**EXTRACTED TEXT**
Time Out of Mind review

Writer-director Moverman certainly isn't one for crowd-pleasers. His previous two double duty efforts were The Messenger and Rampart, both effective to be sure but hardly fun. Time Out of Mind won't fill a multiplex either but is nonetheless a mightily impressive achievement.

There's no great plot to speak of. Gere plays a down-and-out whom we follow around New York, his homeless existence a study of cold abandonment as he soaks up alcohol by day and goes from one shelter to another for sleep at night, occasionally getting in touch with his brittle but vulnerable daughter (Malone), and receiving talkative and unwanted advice from fellow sufferer Vereen.

**DATA FOR ANALYSIS**
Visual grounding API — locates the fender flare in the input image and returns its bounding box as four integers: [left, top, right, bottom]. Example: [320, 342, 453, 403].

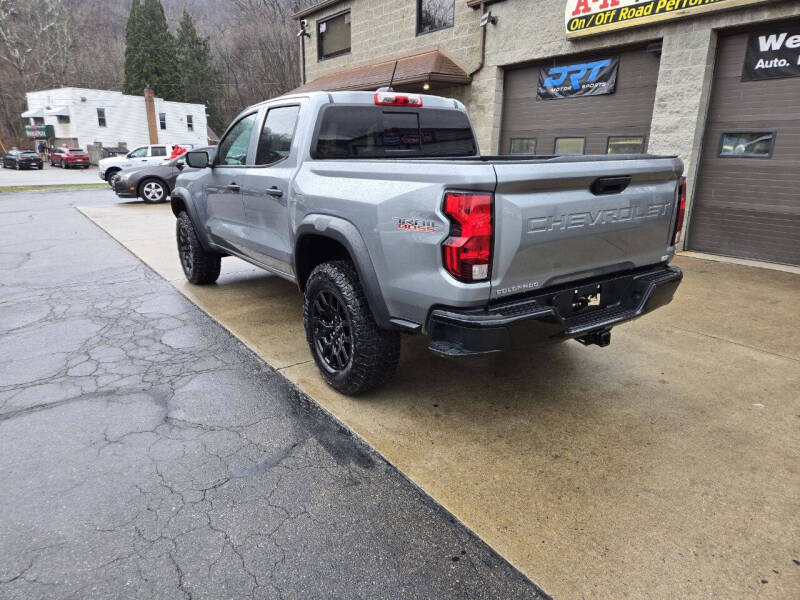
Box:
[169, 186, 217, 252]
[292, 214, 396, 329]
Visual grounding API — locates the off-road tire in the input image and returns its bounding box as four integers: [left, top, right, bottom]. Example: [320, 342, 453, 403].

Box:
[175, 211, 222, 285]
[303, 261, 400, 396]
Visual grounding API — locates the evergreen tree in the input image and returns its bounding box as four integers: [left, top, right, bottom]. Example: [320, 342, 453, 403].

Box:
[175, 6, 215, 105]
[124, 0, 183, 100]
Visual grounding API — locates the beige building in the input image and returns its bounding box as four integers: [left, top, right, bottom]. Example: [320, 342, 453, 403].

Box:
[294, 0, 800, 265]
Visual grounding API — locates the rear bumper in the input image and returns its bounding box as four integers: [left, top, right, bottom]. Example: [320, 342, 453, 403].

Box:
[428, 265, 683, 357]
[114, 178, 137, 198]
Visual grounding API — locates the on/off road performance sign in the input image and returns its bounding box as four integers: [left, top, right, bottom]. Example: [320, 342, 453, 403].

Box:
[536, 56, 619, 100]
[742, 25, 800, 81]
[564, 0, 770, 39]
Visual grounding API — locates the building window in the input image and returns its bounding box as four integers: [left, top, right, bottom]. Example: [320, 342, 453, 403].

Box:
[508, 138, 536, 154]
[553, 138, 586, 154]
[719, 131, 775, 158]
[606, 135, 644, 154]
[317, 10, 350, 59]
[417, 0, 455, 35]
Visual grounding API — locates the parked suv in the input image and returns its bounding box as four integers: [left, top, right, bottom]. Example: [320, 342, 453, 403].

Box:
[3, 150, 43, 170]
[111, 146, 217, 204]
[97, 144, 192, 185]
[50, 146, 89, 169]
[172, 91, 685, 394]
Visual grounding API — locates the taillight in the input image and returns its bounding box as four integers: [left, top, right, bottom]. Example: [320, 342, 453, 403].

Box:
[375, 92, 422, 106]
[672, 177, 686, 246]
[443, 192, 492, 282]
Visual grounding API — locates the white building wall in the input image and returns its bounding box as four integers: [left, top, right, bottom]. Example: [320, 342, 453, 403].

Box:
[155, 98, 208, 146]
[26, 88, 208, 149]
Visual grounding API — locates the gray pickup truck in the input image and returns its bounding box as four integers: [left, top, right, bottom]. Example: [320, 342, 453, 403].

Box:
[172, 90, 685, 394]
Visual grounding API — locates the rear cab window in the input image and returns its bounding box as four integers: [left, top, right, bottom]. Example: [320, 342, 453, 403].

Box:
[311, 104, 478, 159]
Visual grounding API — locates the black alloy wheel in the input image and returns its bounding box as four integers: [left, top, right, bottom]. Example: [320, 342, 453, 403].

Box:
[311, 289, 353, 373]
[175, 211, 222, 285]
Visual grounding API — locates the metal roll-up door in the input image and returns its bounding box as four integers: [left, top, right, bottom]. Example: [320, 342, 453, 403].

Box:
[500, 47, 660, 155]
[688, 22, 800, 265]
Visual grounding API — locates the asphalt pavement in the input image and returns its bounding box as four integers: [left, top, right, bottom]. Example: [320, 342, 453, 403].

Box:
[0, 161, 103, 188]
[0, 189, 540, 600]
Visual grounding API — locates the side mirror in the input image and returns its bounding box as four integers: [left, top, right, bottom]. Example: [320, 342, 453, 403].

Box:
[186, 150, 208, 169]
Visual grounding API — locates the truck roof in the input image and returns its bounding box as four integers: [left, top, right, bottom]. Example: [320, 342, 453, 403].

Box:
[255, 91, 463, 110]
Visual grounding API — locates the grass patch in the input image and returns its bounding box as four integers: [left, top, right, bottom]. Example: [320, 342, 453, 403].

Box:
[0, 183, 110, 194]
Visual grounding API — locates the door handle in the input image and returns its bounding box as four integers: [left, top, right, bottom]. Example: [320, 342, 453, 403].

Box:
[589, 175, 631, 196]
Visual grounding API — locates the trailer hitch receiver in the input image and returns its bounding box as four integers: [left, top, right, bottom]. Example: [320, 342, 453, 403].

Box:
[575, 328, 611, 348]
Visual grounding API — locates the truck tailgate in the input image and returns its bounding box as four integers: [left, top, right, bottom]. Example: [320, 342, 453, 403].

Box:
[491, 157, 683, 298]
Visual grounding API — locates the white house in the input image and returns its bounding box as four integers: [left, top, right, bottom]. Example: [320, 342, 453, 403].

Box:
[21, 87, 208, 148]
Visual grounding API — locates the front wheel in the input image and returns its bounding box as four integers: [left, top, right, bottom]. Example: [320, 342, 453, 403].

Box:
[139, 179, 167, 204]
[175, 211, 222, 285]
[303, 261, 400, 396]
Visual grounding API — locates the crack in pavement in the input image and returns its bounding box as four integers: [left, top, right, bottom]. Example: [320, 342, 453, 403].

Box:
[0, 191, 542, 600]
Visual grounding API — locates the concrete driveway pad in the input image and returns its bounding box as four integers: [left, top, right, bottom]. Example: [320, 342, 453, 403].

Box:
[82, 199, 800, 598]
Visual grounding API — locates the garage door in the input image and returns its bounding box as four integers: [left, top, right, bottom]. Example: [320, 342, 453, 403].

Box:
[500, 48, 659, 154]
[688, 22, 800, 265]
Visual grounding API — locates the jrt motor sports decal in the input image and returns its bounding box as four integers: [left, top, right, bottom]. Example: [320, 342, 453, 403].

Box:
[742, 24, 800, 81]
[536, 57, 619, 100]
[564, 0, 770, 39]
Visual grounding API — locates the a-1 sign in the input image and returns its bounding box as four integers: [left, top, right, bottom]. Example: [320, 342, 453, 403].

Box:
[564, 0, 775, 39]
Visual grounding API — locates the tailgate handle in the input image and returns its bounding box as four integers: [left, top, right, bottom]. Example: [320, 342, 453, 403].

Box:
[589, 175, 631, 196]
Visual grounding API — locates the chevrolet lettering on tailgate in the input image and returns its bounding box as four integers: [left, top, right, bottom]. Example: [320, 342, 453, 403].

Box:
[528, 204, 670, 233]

--

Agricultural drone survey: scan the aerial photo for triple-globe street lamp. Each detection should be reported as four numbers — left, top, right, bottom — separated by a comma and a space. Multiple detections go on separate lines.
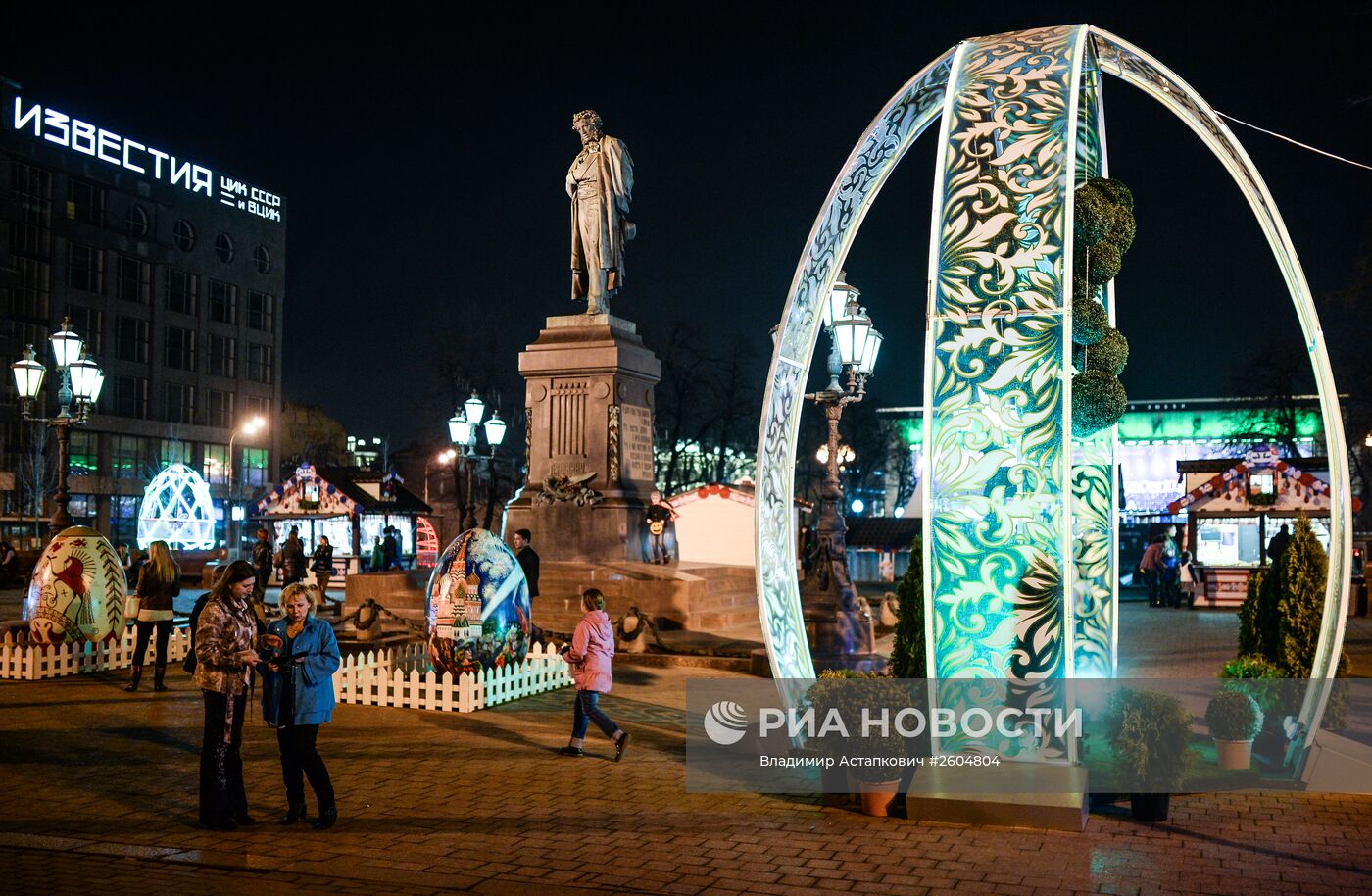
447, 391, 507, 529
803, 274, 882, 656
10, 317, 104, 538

--

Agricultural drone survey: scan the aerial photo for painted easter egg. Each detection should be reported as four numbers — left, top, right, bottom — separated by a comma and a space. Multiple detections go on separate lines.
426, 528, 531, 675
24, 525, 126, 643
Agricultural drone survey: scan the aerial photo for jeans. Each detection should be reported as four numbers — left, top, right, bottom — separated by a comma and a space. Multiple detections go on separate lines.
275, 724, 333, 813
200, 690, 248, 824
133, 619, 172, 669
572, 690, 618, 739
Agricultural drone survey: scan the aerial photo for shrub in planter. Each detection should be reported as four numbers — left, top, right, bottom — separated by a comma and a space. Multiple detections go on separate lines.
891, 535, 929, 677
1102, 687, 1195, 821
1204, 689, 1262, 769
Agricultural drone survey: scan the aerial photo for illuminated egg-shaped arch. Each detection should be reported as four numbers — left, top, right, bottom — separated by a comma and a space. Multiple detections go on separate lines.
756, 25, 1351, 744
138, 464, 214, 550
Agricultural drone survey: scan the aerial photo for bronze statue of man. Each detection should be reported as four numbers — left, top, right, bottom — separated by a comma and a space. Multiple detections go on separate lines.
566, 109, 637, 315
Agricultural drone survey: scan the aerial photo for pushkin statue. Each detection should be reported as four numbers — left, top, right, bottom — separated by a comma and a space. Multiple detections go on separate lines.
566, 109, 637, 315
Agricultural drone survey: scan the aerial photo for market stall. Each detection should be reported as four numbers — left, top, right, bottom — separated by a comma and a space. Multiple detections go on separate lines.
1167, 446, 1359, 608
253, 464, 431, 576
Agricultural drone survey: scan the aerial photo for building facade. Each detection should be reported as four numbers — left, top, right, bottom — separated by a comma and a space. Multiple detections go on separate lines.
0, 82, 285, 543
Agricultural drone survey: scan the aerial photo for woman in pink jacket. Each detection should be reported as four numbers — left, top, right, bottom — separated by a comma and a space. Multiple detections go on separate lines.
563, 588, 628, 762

**EXPLORE THE MATERIAL**
a. According to the review of Time Out of Mind, what were Moverman's two previous films as writer-director?
b. Summarize the review of Time Out of Mind in two sentences.
c. Resume the review of Time Out of Mind from the point where it ends.

**TASK RESPONSES**
a. The Messenger and Rampart.

b. Writer-director Moverman's Time Out of Mind, like his earlier The Messenger and Rampart, is no crowd-pleaser, yet it is a mightily impressive achievement. With little plot, it follows Gere as a homeless man in New York who drinks by day and moves between shelters at night, occasionally contacts his daughter (Malone), and receives unwanted advice from fellow sufferer Vereen.

c.
It's a character study of desperation done with enormous finesse and care. We constantly observe Gere through windows, our noses tactfully never being rubbed into his depressing lifestyle too much, but it's troubling all the same. This look  into his sordid life is patiently conjured and, if you're in the right frame of mind for it, completely absorbing. Supporting turns from Malone and Vereen are impeccably convincing while Gere is awesome. The pain in his eyes as he tries to get through the days and nights, dealing with constant opposition, is masterful. He's hypnotic to watch.

Obviously not one for every taste but this neo-realist type affair is done with classy conviction and deserves your attention. Excellent.